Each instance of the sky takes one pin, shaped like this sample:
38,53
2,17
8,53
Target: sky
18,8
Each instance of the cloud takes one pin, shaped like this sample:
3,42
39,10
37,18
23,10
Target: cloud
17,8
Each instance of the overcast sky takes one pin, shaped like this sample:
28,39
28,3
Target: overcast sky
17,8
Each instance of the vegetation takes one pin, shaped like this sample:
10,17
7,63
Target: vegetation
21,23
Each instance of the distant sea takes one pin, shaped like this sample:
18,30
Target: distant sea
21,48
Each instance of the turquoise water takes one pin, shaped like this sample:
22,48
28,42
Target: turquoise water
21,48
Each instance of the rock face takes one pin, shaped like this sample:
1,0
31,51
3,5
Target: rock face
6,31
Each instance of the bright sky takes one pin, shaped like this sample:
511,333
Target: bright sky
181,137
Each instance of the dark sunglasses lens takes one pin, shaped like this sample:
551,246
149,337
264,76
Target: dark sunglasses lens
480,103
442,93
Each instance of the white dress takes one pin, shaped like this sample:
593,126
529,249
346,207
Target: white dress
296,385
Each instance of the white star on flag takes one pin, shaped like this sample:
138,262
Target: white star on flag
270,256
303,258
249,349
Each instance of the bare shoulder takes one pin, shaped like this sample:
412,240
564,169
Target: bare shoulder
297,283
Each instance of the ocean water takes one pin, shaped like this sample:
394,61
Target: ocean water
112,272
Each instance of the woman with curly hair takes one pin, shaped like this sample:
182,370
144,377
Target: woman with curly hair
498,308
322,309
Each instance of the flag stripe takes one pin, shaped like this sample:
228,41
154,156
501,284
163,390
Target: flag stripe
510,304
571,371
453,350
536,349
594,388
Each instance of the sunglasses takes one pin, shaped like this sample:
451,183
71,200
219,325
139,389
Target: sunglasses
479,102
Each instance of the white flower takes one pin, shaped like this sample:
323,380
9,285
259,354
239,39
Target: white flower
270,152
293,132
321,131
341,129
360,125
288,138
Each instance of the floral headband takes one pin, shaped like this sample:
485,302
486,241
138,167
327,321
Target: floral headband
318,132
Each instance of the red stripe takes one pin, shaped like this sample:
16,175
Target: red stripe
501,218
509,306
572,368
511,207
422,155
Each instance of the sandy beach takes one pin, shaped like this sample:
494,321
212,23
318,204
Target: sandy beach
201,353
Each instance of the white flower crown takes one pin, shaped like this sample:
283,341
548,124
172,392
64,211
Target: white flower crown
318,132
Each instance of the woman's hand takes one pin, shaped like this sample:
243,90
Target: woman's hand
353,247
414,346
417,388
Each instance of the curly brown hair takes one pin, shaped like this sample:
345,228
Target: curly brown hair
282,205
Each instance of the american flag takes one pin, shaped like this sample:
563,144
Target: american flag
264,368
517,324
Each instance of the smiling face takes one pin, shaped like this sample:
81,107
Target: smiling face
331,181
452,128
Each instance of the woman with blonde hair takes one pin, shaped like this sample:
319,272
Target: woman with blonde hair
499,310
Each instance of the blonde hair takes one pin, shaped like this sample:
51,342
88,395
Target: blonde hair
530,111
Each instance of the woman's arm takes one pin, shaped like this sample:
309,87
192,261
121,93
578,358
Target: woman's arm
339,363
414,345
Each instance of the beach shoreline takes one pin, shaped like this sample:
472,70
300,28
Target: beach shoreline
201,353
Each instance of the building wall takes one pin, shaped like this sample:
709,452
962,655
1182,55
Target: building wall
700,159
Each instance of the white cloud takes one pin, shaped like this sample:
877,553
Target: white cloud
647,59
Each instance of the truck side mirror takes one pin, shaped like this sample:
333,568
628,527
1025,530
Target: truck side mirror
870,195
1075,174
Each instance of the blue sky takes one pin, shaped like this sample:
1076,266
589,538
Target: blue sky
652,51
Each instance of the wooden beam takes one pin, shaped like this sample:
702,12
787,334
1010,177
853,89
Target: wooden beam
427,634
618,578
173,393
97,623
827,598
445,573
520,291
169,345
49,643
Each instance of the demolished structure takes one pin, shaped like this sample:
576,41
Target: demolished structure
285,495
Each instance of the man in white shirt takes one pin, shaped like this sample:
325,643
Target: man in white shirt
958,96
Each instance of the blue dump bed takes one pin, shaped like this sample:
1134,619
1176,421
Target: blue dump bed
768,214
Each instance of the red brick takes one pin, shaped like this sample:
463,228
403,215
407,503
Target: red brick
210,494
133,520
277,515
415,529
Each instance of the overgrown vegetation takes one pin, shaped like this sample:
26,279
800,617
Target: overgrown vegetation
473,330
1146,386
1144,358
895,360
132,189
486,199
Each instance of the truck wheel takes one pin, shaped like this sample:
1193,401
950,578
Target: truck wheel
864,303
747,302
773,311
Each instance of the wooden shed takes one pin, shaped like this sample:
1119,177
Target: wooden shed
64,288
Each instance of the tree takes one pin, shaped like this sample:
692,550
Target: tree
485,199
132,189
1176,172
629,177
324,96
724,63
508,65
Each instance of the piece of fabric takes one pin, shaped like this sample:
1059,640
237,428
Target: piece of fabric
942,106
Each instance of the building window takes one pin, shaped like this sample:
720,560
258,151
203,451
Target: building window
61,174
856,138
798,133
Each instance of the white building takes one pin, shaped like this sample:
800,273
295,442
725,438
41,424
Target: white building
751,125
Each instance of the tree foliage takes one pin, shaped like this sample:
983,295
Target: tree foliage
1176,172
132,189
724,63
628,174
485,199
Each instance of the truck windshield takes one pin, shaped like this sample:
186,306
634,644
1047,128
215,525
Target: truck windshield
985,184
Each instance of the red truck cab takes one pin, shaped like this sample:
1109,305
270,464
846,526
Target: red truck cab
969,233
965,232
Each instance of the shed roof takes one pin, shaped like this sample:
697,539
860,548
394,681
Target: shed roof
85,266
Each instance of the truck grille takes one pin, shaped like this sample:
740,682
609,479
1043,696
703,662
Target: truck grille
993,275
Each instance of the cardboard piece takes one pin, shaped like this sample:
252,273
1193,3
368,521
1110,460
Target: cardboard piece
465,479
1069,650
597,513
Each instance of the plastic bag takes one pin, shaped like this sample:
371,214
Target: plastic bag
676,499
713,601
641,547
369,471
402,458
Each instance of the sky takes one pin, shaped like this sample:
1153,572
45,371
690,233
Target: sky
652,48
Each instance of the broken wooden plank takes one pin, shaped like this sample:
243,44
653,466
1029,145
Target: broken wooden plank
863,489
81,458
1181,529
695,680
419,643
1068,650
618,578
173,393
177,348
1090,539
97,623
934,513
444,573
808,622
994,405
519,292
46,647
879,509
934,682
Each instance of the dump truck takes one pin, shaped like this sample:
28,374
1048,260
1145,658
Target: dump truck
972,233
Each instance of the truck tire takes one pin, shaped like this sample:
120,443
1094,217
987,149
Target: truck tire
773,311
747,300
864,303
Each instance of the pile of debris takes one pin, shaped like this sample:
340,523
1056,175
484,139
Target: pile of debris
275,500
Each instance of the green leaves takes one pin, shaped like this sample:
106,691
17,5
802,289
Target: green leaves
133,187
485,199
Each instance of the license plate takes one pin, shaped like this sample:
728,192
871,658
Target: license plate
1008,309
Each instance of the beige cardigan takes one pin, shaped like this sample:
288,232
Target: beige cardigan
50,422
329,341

○ ○ ○

*Problem description*:
Could you restate every entry above word for word?

*Task solution*:
Each instance of the sky takes one pin, shaped like this sample:
38,53
2,17
8,53
Target: sky
18,8
Each instance of the cloud takes one pin, shaped like this sample:
3,42
39,10
37,18
23,10
Target: cloud
17,8
Each instance of the overcast sky takes one pin, shaped like this sample:
28,39
28,3
Target: overcast sky
17,8
Each instance of the vegetation takes one pin, shaped like this sample:
10,17
7,63
Target: vegetation
21,23
Each instance of the distant sea takes one pin, shaped like this sample:
18,30
Target: distant sea
21,48
Each instance of the turquoise water takes one pin, shaped like this sample:
22,48
28,42
Target: turquoise water
21,48
Each instance of the rock face takes one pin, shaped like this sample:
1,0
31,51
3,5
Target: rock face
6,31
Each instance of the bright sky takes one pin, shaped like this sample:
511,333
Target: bright sky
181,137
Each instance of the dark sunglasses lens takes one pin, shaped like this sample:
551,246
149,337
264,76
Target: dark sunglasses lens
480,103
442,93
Each instance of the white dress takes one pin, shaped like this sample:
593,126
529,249
346,207
Target: white dress
296,385
Each instance of the white star on flag takes one pin, shaped like this sample:
138,262
Target: white star on flag
270,256
303,258
249,349
Each instance of the bare shoulder takes one pin, shaped like this sample:
412,240
564,169
Target: bare shoulder
297,283
Each instance of the ocean water takes one pin, shaped like this sample:
394,61
Target: ocean water
112,272
Each instance of the woman with curly hair takes one pin, shaped like this sample:
182,370
144,377
Target: woman with curly hair
498,308
322,309
Each instance of the flag stripe takes one pin, shaped like this sample:
228,41
154,156
501,284
163,390
Target: flag stripe
510,304
571,371
453,350
536,349
594,388
Each instance of the sunglasses takes one pin, shaped like this sample:
451,183
71,200
219,325
139,389
Target: sunglasses
479,102
Each instance of the white flower takes one pin, shaped like this sample:
323,380
9,285
259,354
239,39
Target: white flower
270,152
293,132
321,131
341,129
360,125
288,138
Each instance of the floral headband takes one pin, shaped like this sample:
485,302
486,241
138,167
327,321
Target: floral headband
318,132
Each instance of the red stripe takes one pin, shaped like this sample:
16,175
Target: red stripe
501,218
509,306
572,368
511,207
422,155
Each instance of the sandy beach takes one pin, shaped like this sample:
494,321
212,23
318,204
Target: sandy beach
201,353
Each instance of the white flower crown takes one pin, shaped like this sample:
283,341
548,124
172,392
64,211
Target: white flower crown
318,132
Each instance of the woman's hand takes one pin, shaped like this sample:
243,90
Target: woman's hand
353,247
414,346
417,388
Each instance of the curly brown hair takes one pin, shaped like this sample:
345,228
Target: curly brown hair
282,205
Each instance of the american flag takes one pin, shaped like this sample:
563,144
Target: american flag
264,368
517,324
Each instance of the smiling face takes one pin, shaped like this sample:
81,107
Target: smiling face
331,181
452,128
Each instance of the woman with blonde hair takes one pin, shaped like this sample:
319,272
Target: woman with blonde hair
499,310
Each instance of the blonde hair takes one pin, shaped like this sample:
51,342
88,395
Target: blonde hair
530,111
Each instance of the woman's arm takes one pin, shaped like this sample:
309,87
192,261
121,93
578,358
Target: woman's arm
339,363
414,345
Each instance of the beach shoreline takes one pin, shaped like this sample:
472,70
300,28
Target: beach shoreline
201,353
Each instance of the building wall takes one pin, shaped like this sample:
709,452
962,655
1182,55
Target: building wall
700,159
Each instance of the white cloud takes one pin, shaped like this sample:
877,553
Target: white cloud
647,59
Each instance of the truck side mirror takes one pin, shaped like this sample:
333,568
628,527
1025,530
Target: truck side mirror
870,195
1075,174
Each instance of the blue sky takes one pin, shaped like this sample:
1076,266
589,538
Target: blue sky
652,51
Each instance of the wooden beam takes one pin, shaped like this sample:
702,12
787,334
1010,177
853,89
Target: wooden beam
427,634
618,578
173,393
97,623
827,598
445,573
520,291
169,345
49,643
Each instance of the demolished structure takes one pin, shaped like this sample:
576,41
Target: demolished structure
285,495
Each instance of the man in white shirt takes one pin, shaped like this sample:
325,643
Target: man in white shirt
958,96
Each instance of the blue dump bed takes one pin, shaped like this sample:
1134,619
1176,421
Target: blue dump bed
768,214
Each instance of the red brick takes one pin, shaped like this sample:
463,228
403,215
407,503
Target: red brick
210,494
133,520
277,515
415,529
Each instance of the overgrown vegetation takes one pin, shaped like this sample:
26,279
800,617
Target: overgrown vegetation
473,330
1146,386
1144,358
895,360
132,189
486,199
Each instance of the truck wheel takes one pin, shaped like this sample:
1193,401
950,578
Target: truck wheel
864,303
747,302
773,311
Each instance of the wooden shed takes one pin, shaped like this sample:
1119,177
Target: wooden shed
64,288
Each instance of the tree takes one pin, shaped like this sample:
692,550
Target: tree
485,199
132,189
1176,172
629,177
324,96
724,63
508,65
Each instance of the piece of fabric takes one pin, shaped like this sample:
1059,640
237,428
Target: piece of fabric
942,106
Each instance of the building window takes one pin, shaped like this sample:
720,560
258,151
203,451
Target: building window
61,174
856,138
798,133
Each instance of the white building takes one pin, shaped like this sample:
800,273
295,442
725,438
41,424
Target: white building
751,125
Each instance of the tree foliage takes one pin, shaped like this sample:
983,295
Target: tree foliage
1176,172
132,189
724,63
628,174
485,199
Each instance of the truck windshield takes one pin, shaped like this sample:
186,306
634,644
1047,128
215,525
Target: truck windshield
985,184
Each instance of the red truck cab takes one pin, shaped like this sample:
1109,305
270,464
846,526
Target: red truck cab
969,233
965,232
Each instance of the shed roof takes one pin, shaped like this sample:
697,539
860,548
394,681
Target: shed roof
85,266
Each instance of the truck grille takes one pin, shaped like this sample:
740,682
609,479
1043,696
703,662
Target: truck grille
993,275
Each instance of the cardboard piece takes one pin, shaped like this sample:
252,273
1193,3
368,521
1110,460
Target: cardboard piece
465,479
1069,650
597,513
Each instance of the plastic bag takes one pin, shaped like this sample:
371,214
Target: plastic bag
676,499
713,601
641,547
369,471
402,458
Each instance of the sky takes one pin, shaped like this sample:
1153,572
45,371
690,233
Target: sky
652,48
Each instance of the broken wooden plank takes one pin, shaped like this sample:
243,44
653,466
1029,145
Target: broken wooden plank
863,489
81,458
1181,529
695,680
419,643
1068,650
618,578
173,393
177,348
1090,539
97,623
934,513
444,573
808,622
994,405
519,292
46,647
879,509
934,682
Each instance of the dump truck takes one pin, shaped like this sample:
28,374
1048,260
1145,658
Target: dump truck
972,233
Each instance of the truck tire takes one pin, shaped like this sample:
120,443
1094,217
987,149
Target: truck tire
773,311
747,300
864,303
Each instance of the pile of debris takes one pin, shaped like this sample:
340,523
1056,175
484,139
Target: pile of debris
275,500
Each instance of the green leaves takes one pin, shaped like this sample:
106,691
17,5
802,289
Target: green leaves
133,187
485,199
Each instance of the license plate takes one pin, shaped like this sample:
728,192
871,658
Target: license plate
1008,309
Each instance of the beige cardigan takes one pin, shaped like this sample:
288,232
Target: beige cardigan
50,422
329,341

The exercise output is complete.